_The task_:
Return all the data, word for word.

Dataset records about object locations:
>>>
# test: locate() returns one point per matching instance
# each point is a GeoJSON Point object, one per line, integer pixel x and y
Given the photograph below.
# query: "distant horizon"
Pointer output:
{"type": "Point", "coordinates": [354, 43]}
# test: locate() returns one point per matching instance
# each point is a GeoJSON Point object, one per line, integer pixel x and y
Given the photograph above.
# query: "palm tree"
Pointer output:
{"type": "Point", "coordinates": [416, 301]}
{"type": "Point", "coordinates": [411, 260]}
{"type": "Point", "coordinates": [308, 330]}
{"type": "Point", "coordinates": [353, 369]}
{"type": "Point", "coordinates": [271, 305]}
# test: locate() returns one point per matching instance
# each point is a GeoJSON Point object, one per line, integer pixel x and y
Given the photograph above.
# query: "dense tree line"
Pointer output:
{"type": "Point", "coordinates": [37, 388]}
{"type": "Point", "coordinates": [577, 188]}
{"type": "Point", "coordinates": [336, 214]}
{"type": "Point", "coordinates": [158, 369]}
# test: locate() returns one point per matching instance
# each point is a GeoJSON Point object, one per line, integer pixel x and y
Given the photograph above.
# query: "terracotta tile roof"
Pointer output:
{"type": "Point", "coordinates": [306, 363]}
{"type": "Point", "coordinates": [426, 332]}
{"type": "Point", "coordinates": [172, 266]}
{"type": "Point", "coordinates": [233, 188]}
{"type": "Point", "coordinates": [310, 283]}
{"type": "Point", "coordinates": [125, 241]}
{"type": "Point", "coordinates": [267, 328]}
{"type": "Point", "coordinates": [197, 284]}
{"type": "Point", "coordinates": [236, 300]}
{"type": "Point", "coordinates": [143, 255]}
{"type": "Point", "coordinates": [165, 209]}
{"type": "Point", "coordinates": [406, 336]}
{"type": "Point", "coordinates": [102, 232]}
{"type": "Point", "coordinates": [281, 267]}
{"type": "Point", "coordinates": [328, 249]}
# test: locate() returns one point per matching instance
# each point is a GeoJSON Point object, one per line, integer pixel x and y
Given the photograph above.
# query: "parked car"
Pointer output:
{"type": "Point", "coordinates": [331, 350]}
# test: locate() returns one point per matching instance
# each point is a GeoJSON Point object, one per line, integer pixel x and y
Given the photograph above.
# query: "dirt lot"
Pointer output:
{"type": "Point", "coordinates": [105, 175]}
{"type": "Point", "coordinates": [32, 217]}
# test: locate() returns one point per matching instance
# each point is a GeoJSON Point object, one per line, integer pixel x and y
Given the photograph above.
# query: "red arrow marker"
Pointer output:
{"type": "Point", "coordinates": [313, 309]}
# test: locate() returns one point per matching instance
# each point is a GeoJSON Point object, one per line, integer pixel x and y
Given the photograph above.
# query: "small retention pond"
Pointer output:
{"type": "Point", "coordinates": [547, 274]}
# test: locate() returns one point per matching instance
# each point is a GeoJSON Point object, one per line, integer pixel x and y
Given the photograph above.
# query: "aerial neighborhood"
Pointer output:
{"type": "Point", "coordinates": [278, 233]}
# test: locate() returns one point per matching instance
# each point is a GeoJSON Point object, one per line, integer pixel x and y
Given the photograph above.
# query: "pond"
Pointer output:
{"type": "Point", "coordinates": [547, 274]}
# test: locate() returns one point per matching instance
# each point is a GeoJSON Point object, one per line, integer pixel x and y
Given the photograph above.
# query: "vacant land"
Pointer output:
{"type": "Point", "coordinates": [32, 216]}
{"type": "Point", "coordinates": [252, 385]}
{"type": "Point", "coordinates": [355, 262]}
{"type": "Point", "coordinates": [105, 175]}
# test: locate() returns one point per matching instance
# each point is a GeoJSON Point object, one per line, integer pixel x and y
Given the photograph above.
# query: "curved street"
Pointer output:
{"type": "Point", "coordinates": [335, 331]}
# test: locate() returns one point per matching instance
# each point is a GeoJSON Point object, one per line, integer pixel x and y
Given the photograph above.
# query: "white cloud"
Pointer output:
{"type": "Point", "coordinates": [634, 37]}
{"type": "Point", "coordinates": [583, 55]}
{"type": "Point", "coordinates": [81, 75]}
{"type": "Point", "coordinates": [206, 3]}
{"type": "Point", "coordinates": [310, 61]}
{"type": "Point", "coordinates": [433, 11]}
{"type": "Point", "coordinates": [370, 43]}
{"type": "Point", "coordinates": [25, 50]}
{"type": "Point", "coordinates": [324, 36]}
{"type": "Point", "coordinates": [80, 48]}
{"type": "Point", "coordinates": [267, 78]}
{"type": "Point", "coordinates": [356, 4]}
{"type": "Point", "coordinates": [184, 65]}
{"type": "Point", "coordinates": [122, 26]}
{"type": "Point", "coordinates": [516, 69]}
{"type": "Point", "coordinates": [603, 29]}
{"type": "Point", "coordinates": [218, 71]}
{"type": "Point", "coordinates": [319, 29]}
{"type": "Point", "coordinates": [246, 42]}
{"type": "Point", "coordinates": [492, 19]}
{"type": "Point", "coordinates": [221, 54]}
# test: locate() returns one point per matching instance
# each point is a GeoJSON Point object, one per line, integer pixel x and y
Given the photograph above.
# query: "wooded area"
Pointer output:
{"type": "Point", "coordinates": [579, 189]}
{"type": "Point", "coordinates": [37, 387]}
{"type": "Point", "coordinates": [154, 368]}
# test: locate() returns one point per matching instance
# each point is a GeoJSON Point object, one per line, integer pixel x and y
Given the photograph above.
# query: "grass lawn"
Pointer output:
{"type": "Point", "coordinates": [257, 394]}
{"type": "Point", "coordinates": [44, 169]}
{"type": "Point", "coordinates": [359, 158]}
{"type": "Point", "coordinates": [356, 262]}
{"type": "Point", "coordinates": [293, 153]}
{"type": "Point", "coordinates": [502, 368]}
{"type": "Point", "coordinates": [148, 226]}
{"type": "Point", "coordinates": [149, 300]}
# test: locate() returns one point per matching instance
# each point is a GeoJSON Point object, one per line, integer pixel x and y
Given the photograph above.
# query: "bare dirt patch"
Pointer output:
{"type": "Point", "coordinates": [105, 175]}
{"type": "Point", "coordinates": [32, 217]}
<<<
_Solution below_:
# test: locate() returns one point per matching instance
# each point is a GeoJSON Point object, one per line, integer pixel x and y
Given the photograph below.
# query: "distant horizon"
Pointer output:
{"type": "Point", "coordinates": [354, 43]}
# test: locate() returns one point per matching instance
# each point is a GeoJSON Point object, one per line, integer pixel x and y
Given the photograph above.
# query: "palm tree"
Pointer output:
{"type": "Point", "coordinates": [416, 301]}
{"type": "Point", "coordinates": [411, 260]}
{"type": "Point", "coordinates": [308, 330]}
{"type": "Point", "coordinates": [353, 369]}
{"type": "Point", "coordinates": [271, 305]}
# test: locate() returns one point per matching instance
# each point is a GeoJSON Point object, one per line, integer pixel x and y
Given the photograph above.
# query: "dense tree line"
Pointer output:
{"type": "Point", "coordinates": [37, 388]}
{"type": "Point", "coordinates": [577, 188]}
{"type": "Point", "coordinates": [336, 214]}
{"type": "Point", "coordinates": [158, 369]}
# test: locate() returns one point per matching instance
# each point is a GeoJSON Point object, one per line, integer pixel x and y
Given the photograph above.
# query: "terracotta tile roof"
Pointer output:
{"type": "Point", "coordinates": [306, 363]}
{"type": "Point", "coordinates": [426, 332]}
{"type": "Point", "coordinates": [172, 266]}
{"type": "Point", "coordinates": [233, 188]}
{"type": "Point", "coordinates": [310, 283]}
{"type": "Point", "coordinates": [125, 241]}
{"type": "Point", "coordinates": [267, 328]}
{"type": "Point", "coordinates": [197, 284]}
{"type": "Point", "coordinates": [236, 300]}
{"type": "Point", "coordinates": [143, 255]}
{"type": "Point", "coordinates": [165, 209]}
{"type": "Point", "coordinates": [406, 336]}
{"type": "Point", "coordinates": [102, 232]}
{"type": "Point", "coordinates": [281, 267]}
{"type": "Point", "coordinates": [328, 249]}
# test: locate() returns one point per matching instance
# each point is a GeoJSON Point object, one per line, integer pixel x and y
Given the photograph above.
# query: "parked car"
Pointer output:
{"type": "Point", "coordinates": [331, 350]}
# test: locate() returns one point per matching instance
# each point is a GeoJSON Point object, one per line, integer pixel x and y
Given the photograph above.
# query: "dirt lot"
Pointer output:
{"type": "Point", "coordinates": [105, 175]}
{"type": "Point", "coordinates": [32, 217]}
# test: locate() returns one point per matching instance
# each point is a GeoJSON Point object, one per line, integer pixel x and y
Given the photograph above.
# query: "red arrow marker"
Pointer output:
{"type": "Point", "coordinates": [313, 309]}
# test: locate() returns one point per matching instance
# each point is a GeoJSON Point object, one per line, integer pixel x and y
Given the photograph above.
# query: "small retention pond"
Pointer output:
{"type": "Point", "coordinates": [547, 274]}
# test: locate() returns one point per matching instance
# each point is a GeoJSON Point object, one per line, integer pixel x and y
Given the photograph above.
# query: "aerial neighborhood"
Pointer output:
{"type": "Point", "coordinates": [278, 233]}
# test: locate() returns one point per matching instance
# each point is a GeoJSON Point object, one per line, integer pixel x and y
Given the photograph above.
# query: "pond"
Pointer output:
{"type": "Point", "coordinates": [547, 274]}
# test: locate() returns one point per matching instance
# each point is a GeoJSON Point object, one per line, integer pixel x and y
Given the photograph above.
# query: "vacant land"
Pointer output:
{"type": "Point", "coordinates": [32, 216]}
{"type": "Point", "coordinates": [252, 385]}
{"type": "Point", "coordinates": [355, 262]}
{"type": "Point", "coordinates": [105, 175]}
# test: locate() returns one point per matching instance
# each point is a GeoJSON Point object, one per line, integer pixel x and y
Given the photograph above.
# query: "curved street"
Pointer output:
{"type": "Point", "coordinates": [335, 331]}
# test: locate() returns one point per matching instance
# each point is a GeoJSON Point object, one per line, integer pixel x and y
Given the photograph above.
# query: "white cloud"
Pointer output:
{"type": "Point", "coordinates": [634, 37]}
{"type": "Point", "coordinates": [583, 55]}
{"type": "Point", "coordinates": [81, 75]}
{"type": "Point", "coordinates": [206, 3]}
{"type": "Point", "coordinates": [310, 61]}
{"type": "Point", "coordinates": [433, 11]}
{"type": "Point", "coordinates": [370, 43]}
{"type": "Point", "coordinates": [25, 50]}
{"type": "Point", "coordinates": [324, 36]}
{"type": "Point", "coordinates": [80, 48]}
{"type": "Point", "coordinates": [267, 78]}
{"type": "Point", "coordinates": [356, 4]}
{"type": "Point", "coordinates": [184, 65]}
{"type": "Point", "coordinates": [122, 26]}
{"type": "Point", "coordinates": [516, 69]}
{"type": "Point", "coordinates": [603, 29]}
{"type": "Point", "coordinates": [218, 71]}
{"type": "Point", "coordinates": [319, 29]}
{"type": "Point", "coordinates": [246, 42]}
{"type": "Point", "coordinates": [492, 19]}
{"type": "Point", "coordinates": [221, 54]}
# test: locate() returns one point per matching instance
# each point is a GeoJSON Point object, one per line, integer pixel x and y
Given the photograph above.
# query: "wooded area"
Pointer output:
{"type": "Point", "coordinates": [579, 189]}
{"type": "Point", "coordinates": [37, 387]}
{"type": "Point", "coordinates": [154, 368]}
# test: locate() returns one point per matching instance
# each point is a GeoJSON Point object, one per line, integer pixel x and y
Given the photograph above.
# query: "grass lawn"
Pointer output:
{"type": "Point", "coordinates": [257, 394]}
{"type": "Point", "coordinates": [44, 169]}
{"type": "Point", "coordinates": [359, 158]}
{"type": "Point", "coordinates": [356, 262]}
{"type": "Point", "coordinates": [293, 153]}
{"type": "Point", "coordinates": [502, 368]}
{"type": "Point", "coordinates": [148, 226]}
{"type": "Point", "coordinates": [149, 300]}
# test: locate() returns one point per matching instance
# each point is a GeoJSON Point object, one per line, integer pixel x and y
Given the photograph above.
# query: "bare dirt patch"
Pointer output:
{"type": "Point", "coordinates": [105, 175]}
{"type": "Point", "coordinates": [32, 217]}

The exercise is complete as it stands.